Disability discrimination in chaos (again)
James Medhurst | News16 Nov 2009
Since Malcolm, the issue of knowledge of a disability has gained a great deal of importance because it is a requirement for a successful claim for a failure to make reasonable adjustments, which is now the most important head of claim. It has also become a requirement for disability-related discrimination in the unlikely event that the comparator problem is overcome. Although there is no statutory test in the latter case, the principles are likely to be similar to those that arise in the statutory test for knowledge in a reasonable adjustments case and so clarification of these principles is of considerable importance.
Clarification has not been achieved by the case of Department of Work and Pensions v Alam, in which the Scottish Employment Appeal Tribunal states that an employer is able to make out this defence if it is ignorant of either the disability or its effects and, therefore, it must be aware of both for a claim to succeed. This is contrary to the earlier authority of Eastern and Coastal Kent PCT v Grey, which said that ignorance of both is required for the defence, although this was admittedly not very helpful, being notable as the only Employment Appeal Tribunal judgment in the last year to be internally inconsistent. The decision by Justice Silber to remit the case when it was apparently quite unnecessary to do so was interpreted by Lady Smith as showing that it did not really mean what it appeared to say on its face.

**Check your understanding:**
**a)** In the article on disability discrimination, which tribunal decided Department of Work and Pensions v Alam?
**b)** Continue the article on disability discrimination from its final sentence, in the same technical voice.

**Extracted material:**
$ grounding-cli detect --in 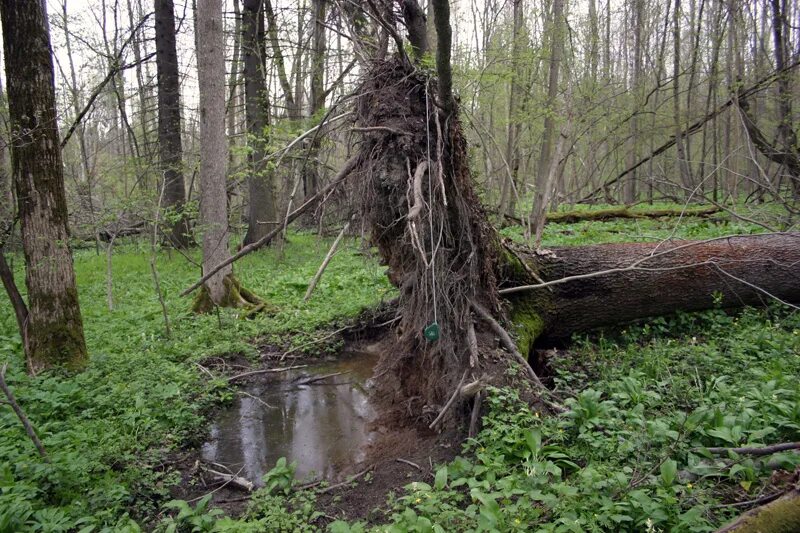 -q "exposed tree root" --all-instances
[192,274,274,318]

==

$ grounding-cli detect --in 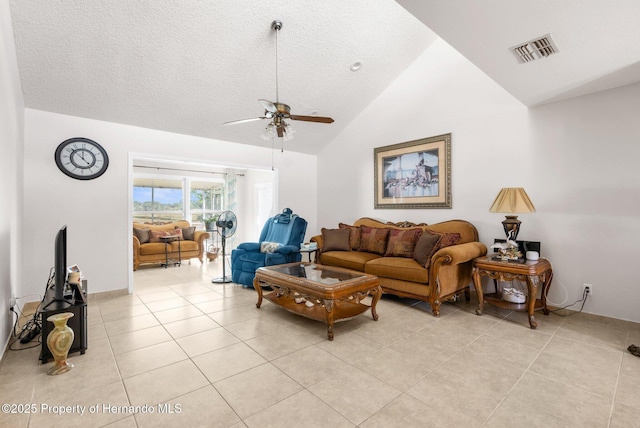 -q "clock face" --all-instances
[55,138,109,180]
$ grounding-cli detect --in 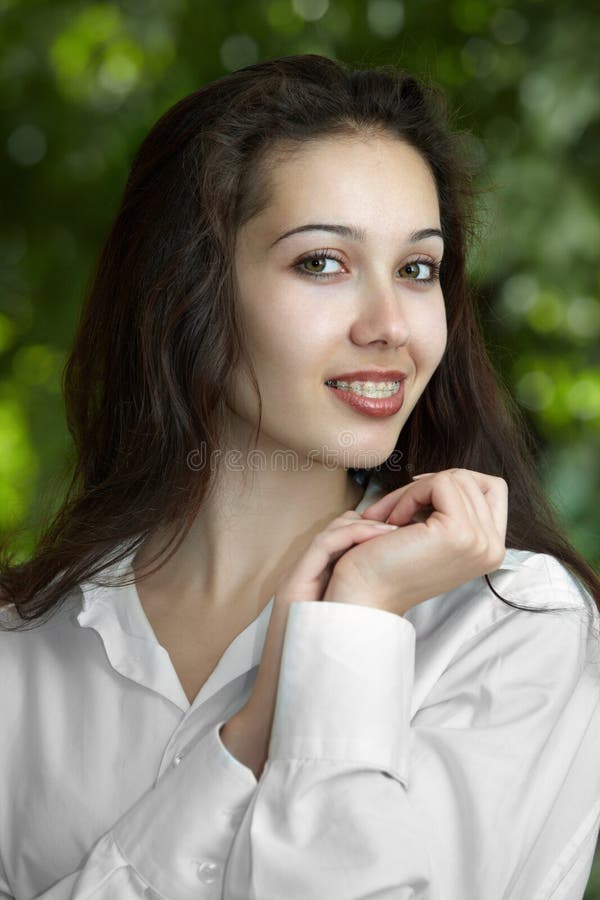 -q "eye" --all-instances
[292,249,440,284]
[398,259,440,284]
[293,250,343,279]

**Answer list:**
**a)** The Scottish Employment Appeal Tribunal.

**b)**
However, the real problem with both of these judgments is that they are trying to carry out statutory interpretation in a vacuum. It is difficult to properly get a grip on the meaning of a word like ’and’ in a complex piece of legislation without trying to understand what is being said from a broader perspective and there are many issues which are completely ignored but which could be of considerable assistance. For example, the relevant section also includes the word ‘disability’ and, as I discussed in this post, this can mean both the underlying medical condition and the impairment caused by it. As this has the result of making the ‘disability’ and its effects equivalent for all purposes, neutralising the use of the word ‘and’, this suggests that Grey is correct, although for reasons different from those given in the decision.
On the other hand, I am sympathetic to the result of the Alam case, and of Ridout v T C Group, which it cites. This is another reason why I think that the word ’disability’ should refer only to the effects of the impairment and not at all to the diagnostic label. If so, there would be a defence if an employer knew about a medical condition but not its effects but no defence if, for example, it knew that an employee used a wheelchair without knowing the reason why. This approach is also consistent with the logic of constructive knowledge. A person who knows the effects of a disability knows everything necessary in order to make reasonable adjustments but a person who knows only the label does not. This issue must be urgently considered by a higher court to ensure the coherence of disability discrimination law.